About this exercise: Reproduce all of the data exactly as written.

Entries shown:
┌──
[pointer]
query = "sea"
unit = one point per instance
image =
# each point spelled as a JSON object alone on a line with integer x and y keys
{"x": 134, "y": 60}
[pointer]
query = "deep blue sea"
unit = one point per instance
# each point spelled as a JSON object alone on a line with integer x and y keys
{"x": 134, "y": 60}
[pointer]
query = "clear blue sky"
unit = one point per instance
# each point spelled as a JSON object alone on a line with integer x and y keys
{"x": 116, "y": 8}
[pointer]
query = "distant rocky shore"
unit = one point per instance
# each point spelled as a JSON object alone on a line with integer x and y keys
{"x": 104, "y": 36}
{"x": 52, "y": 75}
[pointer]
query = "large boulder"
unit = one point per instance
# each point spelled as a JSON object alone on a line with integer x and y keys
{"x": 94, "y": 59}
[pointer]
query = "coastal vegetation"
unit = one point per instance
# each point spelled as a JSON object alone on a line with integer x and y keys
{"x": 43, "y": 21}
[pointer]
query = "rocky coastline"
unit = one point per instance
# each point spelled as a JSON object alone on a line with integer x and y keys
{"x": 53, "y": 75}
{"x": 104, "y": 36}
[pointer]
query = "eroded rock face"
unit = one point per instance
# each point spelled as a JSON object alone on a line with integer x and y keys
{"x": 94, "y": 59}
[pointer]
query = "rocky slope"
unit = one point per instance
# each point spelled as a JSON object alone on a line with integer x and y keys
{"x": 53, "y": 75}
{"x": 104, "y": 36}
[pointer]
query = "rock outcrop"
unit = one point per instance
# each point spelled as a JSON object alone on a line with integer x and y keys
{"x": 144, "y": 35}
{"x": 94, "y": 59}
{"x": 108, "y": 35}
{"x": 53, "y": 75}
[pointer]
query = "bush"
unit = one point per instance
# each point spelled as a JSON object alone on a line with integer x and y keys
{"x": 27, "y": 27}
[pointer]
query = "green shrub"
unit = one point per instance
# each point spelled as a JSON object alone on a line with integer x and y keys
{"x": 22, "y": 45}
└──
Expected output:
[pointer]
query = "sea"
unit = one point per instance
image =
# each point spelled as a JSON object alone on a line with integer x and y keys
{"x": 134, "y": 60}
[pointer]
query = "deep blue sea"
unit = one point per instance
# each point spelled as a JSON object alone on a line with integer x and y keys
{"x": 134, "y": 60}
[pointer]
query = "clear blue sky"
unit = one point per instance
# each point spelled as a JSON object alone on a line with integer x and y keys
{"x": 116, "y": 8}
[pointer]
query = "distant rocky shore"
unit = one point per instance
# each point spelled as a JSON object alone on a line with integer x and y keys
{"x": 104, "y": 36}
{"x": 52, "y": 75}
[pointer]
query = "large boulder"
unit = one point per instance
# each point spelled as a JSON object alone on a line with integer x and y keys
{"x": 94, "y": 59}
[pointer]
query = "coastal vegetation"
unit = one point per instance
# each point spelled as a JSON object alone on a line with integer x and y keys
{"x": 43, "y": 21}
[pointer]
query = "rocky coastline"
unit = one point per instance
# each point spelled as a JSON object alone on a line with integer x and y keys
{"x": 53, "y": 75}
{"x": 104, "y": 36}
[pointer]
query = "eroded rock face"
unit = one point per instance
# each point spelled as a JSON object alone on a line with integer x and y keys
{"x": 94, "y": 59}
[pointer]
query = "rocky slope"
unit = one point per instance
# each point spelled as a JSON object alone on a line with integer x and y keys
{"x": 53, "y": 75}
{"x": 104, "y": 36}
[pointer]
query = "rock outcrop"
unit = one point per instance
# each point spelled as a JSON object alone on a line with integer x and y keys
{"x": 144, "y": 35}
{"x": 94, "y": 59}
{"x": 108, "y": 35}
{"x": 53, "y": 75}
[pointer]
query = "bush"
unit = one point per instance
# each point spelled as a JSON object alone on a line with integer x and y keys
{"x": 27, "y": 27}
[pointer]
query = "green shrub"
unit = one point per instance
# each point spelled as a JSON object alone on a line with integer x and y keys
{"x": 22, "y": 45}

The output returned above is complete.